** DATA RECORDS follows **

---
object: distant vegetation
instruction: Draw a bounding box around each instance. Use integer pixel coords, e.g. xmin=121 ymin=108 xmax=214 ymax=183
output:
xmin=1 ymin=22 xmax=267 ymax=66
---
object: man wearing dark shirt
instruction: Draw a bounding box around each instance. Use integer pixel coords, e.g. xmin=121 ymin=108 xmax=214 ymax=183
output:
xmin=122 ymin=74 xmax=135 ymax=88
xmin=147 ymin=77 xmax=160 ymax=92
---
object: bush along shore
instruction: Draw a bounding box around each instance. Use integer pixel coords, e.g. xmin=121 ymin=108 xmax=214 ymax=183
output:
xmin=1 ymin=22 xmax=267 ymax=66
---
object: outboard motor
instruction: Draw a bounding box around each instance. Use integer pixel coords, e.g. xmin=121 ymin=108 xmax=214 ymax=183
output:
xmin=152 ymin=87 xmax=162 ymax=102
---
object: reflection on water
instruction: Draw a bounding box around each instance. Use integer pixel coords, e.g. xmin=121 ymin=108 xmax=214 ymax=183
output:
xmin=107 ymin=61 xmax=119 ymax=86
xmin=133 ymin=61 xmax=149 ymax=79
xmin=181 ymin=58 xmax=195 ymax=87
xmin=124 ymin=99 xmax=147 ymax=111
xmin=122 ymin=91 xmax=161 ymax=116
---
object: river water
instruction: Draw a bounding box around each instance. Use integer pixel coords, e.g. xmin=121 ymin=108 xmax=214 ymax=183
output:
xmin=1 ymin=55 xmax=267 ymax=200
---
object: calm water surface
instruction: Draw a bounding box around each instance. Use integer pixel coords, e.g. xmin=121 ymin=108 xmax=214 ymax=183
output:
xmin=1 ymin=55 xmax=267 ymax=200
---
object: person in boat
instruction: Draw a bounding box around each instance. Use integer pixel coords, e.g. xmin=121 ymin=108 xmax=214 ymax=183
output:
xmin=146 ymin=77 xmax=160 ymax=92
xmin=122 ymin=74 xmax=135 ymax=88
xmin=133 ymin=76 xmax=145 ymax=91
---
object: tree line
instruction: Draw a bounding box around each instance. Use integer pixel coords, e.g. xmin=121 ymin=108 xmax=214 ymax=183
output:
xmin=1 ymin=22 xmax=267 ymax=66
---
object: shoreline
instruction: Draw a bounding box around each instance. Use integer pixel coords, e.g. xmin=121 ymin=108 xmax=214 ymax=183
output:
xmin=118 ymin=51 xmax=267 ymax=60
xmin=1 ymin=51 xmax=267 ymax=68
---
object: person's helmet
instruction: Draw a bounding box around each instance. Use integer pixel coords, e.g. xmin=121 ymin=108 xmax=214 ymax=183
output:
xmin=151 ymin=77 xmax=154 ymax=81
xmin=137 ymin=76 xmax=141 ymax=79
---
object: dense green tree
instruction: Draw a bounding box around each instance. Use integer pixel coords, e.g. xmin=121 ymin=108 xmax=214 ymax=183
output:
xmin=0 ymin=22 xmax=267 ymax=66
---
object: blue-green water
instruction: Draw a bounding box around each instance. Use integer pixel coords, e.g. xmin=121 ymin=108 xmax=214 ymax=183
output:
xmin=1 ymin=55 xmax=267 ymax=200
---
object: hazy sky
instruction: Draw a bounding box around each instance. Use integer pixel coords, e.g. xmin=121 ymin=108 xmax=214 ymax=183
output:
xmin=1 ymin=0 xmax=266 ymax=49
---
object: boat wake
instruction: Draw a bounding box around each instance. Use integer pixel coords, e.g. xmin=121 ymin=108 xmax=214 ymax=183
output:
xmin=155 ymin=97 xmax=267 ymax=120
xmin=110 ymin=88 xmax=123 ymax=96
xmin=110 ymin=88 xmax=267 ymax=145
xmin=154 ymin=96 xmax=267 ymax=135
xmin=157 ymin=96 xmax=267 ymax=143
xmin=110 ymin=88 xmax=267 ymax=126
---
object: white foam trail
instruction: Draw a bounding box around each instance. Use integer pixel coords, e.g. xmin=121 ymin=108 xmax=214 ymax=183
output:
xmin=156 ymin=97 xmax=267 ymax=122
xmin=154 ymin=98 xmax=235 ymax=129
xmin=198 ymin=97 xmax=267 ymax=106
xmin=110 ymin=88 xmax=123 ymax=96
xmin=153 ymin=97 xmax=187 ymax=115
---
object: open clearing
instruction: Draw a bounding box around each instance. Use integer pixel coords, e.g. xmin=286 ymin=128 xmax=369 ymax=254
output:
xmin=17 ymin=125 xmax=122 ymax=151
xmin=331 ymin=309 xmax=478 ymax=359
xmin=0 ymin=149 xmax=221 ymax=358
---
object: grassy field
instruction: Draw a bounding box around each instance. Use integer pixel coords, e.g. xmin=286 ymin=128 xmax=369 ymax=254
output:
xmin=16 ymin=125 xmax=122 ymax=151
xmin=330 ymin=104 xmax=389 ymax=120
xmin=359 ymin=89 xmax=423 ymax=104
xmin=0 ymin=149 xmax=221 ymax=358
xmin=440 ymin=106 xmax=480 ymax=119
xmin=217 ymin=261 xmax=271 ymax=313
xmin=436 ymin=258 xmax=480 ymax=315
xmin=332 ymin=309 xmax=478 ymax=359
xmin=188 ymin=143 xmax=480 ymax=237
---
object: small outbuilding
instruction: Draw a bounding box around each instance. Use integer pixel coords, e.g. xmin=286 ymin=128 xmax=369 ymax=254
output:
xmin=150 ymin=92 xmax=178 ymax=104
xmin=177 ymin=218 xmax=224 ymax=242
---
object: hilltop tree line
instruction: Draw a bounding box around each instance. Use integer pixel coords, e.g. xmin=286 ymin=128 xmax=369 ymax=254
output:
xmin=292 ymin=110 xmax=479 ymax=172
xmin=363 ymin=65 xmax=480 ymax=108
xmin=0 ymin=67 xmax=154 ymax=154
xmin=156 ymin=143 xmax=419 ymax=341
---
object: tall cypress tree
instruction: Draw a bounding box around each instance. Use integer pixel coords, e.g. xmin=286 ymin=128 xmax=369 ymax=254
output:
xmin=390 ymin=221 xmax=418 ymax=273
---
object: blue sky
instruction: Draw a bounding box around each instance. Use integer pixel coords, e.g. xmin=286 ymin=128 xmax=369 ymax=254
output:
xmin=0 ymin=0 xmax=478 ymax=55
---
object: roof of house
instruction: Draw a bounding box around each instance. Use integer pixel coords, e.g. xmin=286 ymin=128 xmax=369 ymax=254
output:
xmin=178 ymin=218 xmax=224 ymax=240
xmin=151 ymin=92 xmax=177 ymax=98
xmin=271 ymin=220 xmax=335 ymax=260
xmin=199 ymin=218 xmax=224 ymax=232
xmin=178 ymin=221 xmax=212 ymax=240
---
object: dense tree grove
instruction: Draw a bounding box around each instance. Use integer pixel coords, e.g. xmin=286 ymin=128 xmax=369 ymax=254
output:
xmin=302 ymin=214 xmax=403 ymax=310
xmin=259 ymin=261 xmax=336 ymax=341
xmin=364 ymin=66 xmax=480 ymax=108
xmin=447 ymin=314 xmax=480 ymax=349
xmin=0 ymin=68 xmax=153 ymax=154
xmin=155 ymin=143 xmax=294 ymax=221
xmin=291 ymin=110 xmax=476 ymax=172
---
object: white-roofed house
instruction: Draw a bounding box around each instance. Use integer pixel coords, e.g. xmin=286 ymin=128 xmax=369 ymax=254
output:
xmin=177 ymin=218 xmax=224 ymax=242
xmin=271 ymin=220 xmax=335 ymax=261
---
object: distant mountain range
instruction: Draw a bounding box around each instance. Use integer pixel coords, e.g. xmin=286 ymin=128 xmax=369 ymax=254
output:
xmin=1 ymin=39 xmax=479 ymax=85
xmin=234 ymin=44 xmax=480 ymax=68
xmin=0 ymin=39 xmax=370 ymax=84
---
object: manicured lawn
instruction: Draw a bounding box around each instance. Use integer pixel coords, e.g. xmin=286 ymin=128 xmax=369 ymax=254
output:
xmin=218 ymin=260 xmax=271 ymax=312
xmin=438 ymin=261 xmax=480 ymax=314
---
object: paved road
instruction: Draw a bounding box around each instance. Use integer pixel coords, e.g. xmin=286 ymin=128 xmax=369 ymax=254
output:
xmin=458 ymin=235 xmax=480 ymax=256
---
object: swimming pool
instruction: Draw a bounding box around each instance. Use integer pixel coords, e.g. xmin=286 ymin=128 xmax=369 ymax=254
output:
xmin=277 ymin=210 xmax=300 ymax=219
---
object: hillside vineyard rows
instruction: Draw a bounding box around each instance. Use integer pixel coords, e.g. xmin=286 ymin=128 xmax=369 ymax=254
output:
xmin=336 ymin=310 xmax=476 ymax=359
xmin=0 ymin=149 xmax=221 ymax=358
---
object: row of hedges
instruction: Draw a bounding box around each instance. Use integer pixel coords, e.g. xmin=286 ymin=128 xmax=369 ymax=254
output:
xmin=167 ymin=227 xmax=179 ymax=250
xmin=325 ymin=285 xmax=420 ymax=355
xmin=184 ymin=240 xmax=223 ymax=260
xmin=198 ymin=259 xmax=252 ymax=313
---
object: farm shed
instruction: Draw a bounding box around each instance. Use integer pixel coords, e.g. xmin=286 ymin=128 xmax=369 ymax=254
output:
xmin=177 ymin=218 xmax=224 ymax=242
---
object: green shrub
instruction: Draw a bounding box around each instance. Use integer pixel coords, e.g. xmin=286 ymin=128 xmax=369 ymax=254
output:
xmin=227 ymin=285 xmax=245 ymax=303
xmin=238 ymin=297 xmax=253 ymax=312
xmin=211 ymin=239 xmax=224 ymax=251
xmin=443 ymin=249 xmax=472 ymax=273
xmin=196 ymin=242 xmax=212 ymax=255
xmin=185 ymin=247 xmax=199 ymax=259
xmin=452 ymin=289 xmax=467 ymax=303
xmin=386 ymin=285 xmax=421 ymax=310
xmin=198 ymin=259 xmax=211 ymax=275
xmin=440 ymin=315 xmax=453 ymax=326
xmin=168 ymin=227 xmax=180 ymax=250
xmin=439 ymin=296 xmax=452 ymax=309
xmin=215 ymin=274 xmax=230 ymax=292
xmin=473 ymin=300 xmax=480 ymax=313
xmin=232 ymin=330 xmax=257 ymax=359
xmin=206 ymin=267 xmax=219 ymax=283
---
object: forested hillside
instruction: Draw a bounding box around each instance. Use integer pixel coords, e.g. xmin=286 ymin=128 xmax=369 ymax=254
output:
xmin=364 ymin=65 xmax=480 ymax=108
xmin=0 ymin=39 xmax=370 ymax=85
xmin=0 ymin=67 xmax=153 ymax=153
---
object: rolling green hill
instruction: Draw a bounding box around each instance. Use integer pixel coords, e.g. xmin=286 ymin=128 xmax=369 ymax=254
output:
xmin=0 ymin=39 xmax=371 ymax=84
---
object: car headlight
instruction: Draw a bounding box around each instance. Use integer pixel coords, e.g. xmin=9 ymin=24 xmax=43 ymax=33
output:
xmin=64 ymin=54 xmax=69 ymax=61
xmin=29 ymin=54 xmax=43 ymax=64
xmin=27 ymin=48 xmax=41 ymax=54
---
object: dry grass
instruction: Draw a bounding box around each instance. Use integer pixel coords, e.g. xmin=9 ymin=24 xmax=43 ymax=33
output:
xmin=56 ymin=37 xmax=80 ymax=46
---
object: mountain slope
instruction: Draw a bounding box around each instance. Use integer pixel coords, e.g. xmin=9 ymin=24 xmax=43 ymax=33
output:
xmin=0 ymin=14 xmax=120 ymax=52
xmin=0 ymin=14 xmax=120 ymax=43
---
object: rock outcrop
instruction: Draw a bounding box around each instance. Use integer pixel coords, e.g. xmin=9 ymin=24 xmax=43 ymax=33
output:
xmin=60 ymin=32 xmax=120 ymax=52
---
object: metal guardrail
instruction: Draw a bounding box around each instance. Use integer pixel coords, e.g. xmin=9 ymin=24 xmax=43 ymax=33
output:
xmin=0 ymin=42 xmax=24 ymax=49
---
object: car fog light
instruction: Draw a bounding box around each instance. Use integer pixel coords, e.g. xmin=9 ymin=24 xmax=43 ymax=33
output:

** End of DATA RECORDS **

Quote in full each line from the top of the records above through the line with "object: man wearing dark shirt"; stop after that line.

**RESPONSE TO THIS TASK**
---
object: distant vegetation
instruction: Draw a bounding box around each instance. Use integer pixel coords, e.g. xmin=121 ymin=108 xmax=214 ymax=183
output:
xmin=1 ymin=22 xmax=267 ymax=66
---
object: man wearing dark shirt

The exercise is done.